>> begin Selected passage

I am trying to sample data from population within loop but that produces way too much allocations and making my algorithms lot slower. I need a way to sample data with no more than 1 allocation. How should I proceed??? Is there any inplace random number generator in julia.
Note that calls to rand()
do not allocate. It will only allocate if you construct a vector, ie. rand(10)
.
I need to generate random numbers within particular range, like 1: length(X).
I am trying mini batch gradient descent where I need small small batches of data, is it possible to sample without constructing a vector?
Something like
julia> v = Vector{Int}(undef, 3)
3-element Vector{Int64}:
235792464
235792496
293017040
julia> v .= rand(1:100, 3)
3-element Vector{Int64}:
78
12
50
?
julia> v = Vector{Int}(undef, 3)
3-element Vector{Int64}:
0
0
0
julia> v .= rand.(Ref(1:100))
3-element Vector{Int64}:
8
71
39
is much better as it doesn’t allocate yet another array
Like this? Notice the 0-allocations.
function take_sample!(data, sample)
N = length(data)
for i = 1:100
for j in eachindex(sample)
sample[j] = data[rand(1:N)]
end
end
end
N = 100
data = rand(-5:5, N)
sample = fill(0,5)
@btime take_sample!($data, $sample)
3.750 μs (0 allocations: 0 bytes)
Or a faster version using rand():
function take_sample!(data, sample)
N = length(data)
for i = 1:100
for j in eachindex(sample)
sample[j] = data[trunc(Int,N*rand()+1)]
end
end
end
@btime take_sample!($data, $sample)
1.050 μs (0 allocations: 0 bytes)

>> end Selected passage
>> begin Provided records

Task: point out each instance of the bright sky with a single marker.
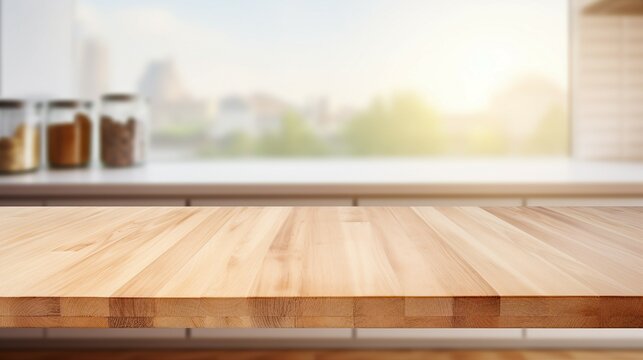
(456, 53)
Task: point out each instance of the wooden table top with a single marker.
(321, 267)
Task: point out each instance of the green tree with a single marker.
(403, 126)
(294, 138)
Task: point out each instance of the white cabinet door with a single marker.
(116, 202)
(631, 201)
(116, 333)
(273, 202)
(439, 202)
(438, 334)
(272, 334)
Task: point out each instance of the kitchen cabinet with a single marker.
(116, 333)
(586, 201)
(482, 201)
(18, 202)
(439, 334)
(585, 334)
(272, 334)
(115, 202)
(329, 201)
(21, 333)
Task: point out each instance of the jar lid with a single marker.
(68, 103)
(11, 104)
(119, 97)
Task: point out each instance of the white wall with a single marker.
(36, 48)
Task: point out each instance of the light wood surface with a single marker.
(323, 355)
(321, 267)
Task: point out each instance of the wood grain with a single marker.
(321, 267)
(321, 355)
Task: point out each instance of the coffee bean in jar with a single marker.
(119, 141)
(123, 130)
(19, 137)
(69, 133)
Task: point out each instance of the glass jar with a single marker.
(69, 133)
(19, 136)
(123, 130)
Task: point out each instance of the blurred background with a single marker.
(339, 103)
(301, 79)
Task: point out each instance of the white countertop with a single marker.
(323, 177)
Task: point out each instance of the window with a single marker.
(335, 77)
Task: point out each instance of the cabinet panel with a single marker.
(271, 334)
(22, 333)
(115, 202)
(585, 334)
(413, 334)
(116, 333)
(585, 202)
(273, 202)
(439, 202)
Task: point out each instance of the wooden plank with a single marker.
(317, 267)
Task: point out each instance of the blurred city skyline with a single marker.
(230, 77)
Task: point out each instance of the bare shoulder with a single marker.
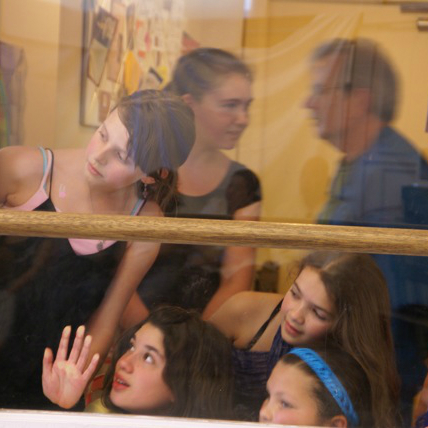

>> end Provided records

#### Required work:
**a.** Answer these questions about the thread on allocation-free sampling in Julia:
(i) When does a call to rand allocate, according to the thread?
(ii) What timing and allocation count are reported for the first take_sample! function?
(iii) Which expression does the faster version use to index into data?
**b.** Continue the thread on allocation-free sampling in Julia from its final timing result.

#### Answers for the exercise:
**a.**
(i) Only when it constructs a vector, as in rand(10).
(ii) 3.750 μs, with 0 allocations (0 bytes).
(iii) data[trunc(Int,N*rand()+1)]

**b.**
You can get it even a bit faster if you use a vector for rand() since it could be SIMD’ed.
This works good but I am unsure why Ref is used here?
Because otherwise you’d broadcast also 1:100
. Instead you want to say “for each iteration call rand(1:100)
”
However this is a sample with replacement
Hm. Did a quick check., would have expected a difference:
using Random, BenchmarkTools
Random.seed!(42)
v1 = Vector{Int}(undef, 100000)
v1 .= rand(1:2, length(v1))
@show v1
Random.seed!(42)
v2 = Vector{Int}(undef, 100000)
v2 .= rand.(Ref(1:2))
@show v2
@assert v1 == v2
nah they’re both samples with replacement.
Imagine you have 1M data points and you want to take a sample of 1000 of them… the question is will any of those 1M data points be included 2 or 3 or 4 etc times? Or is each data point included at most once?
To sample without replacement, you can just shuffle the indices and create a view:
mydata = rand(1_000_000);
indices = collect(1:1_000_000)
while ! done
shuffle!(indices)
subsample = @view(mydata[indices[1:100]])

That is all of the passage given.